_Records for this task_:
^^^^^^^^^^^^^^^^

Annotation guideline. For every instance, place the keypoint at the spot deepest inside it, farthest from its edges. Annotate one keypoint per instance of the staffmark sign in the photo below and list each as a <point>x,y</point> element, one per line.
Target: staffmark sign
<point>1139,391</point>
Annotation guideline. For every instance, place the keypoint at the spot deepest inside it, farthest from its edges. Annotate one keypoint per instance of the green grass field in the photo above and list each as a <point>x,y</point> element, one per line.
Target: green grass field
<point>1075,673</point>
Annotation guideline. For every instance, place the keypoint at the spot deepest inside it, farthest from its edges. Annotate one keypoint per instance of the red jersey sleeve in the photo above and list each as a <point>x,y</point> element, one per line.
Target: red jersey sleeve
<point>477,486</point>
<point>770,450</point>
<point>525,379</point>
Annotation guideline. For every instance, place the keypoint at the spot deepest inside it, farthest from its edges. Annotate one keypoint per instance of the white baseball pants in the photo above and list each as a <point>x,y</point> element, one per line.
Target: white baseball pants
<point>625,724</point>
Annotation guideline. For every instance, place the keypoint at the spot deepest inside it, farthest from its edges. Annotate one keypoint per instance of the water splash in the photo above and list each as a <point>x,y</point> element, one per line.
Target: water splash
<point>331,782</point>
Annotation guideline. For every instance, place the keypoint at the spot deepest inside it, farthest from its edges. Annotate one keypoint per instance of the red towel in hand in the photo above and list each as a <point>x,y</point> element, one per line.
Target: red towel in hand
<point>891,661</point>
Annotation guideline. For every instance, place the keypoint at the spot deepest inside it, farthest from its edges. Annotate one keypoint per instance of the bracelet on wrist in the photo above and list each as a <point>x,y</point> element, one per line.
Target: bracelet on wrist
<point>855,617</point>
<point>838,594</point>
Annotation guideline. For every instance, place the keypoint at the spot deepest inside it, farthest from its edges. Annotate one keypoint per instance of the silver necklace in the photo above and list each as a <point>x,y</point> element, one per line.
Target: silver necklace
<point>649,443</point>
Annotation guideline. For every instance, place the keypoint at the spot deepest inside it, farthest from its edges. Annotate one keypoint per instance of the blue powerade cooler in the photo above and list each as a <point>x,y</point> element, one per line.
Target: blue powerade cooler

^^^^^^^^^^^^^^^^

_Request_:
Copy the data from the line with "of the green" up to and including the line with "<point>625,724</point>", substituting "marker" for each occurrence of "keypoint" and leaving everything else unchanged. Give only those lines.

_Written solution_:
Annotation guideline. For every instance, place the marker at the spot deepest inside it, farthest from its edges. Annotate one marker per instance of the green grass field in the photo above and list each as a <point>x,y</point> element, one per line.
Target: green grass field
<point>1075,673</point>
Annotation guideline. For every instance, place the marker at the spot deepest inside it, farthest from its edges. Annotate one marker per instance of the red jersey sleeve in the photo above and list each as a <point>x,y</point> element, one per line.
Target: red jersey sleeve
<point>477,486</point>
<point>770,450</point>
<point>525,379</point>
Annotation guideline. For every instance, place the marker at the spot deepest inside it, farthest from its edges. Annotate one marker per instance of the white baseball pants in the photo above and list each as a <point>x,y</point> element, one per line.
Target: white baseball pants
<point>625,724</point>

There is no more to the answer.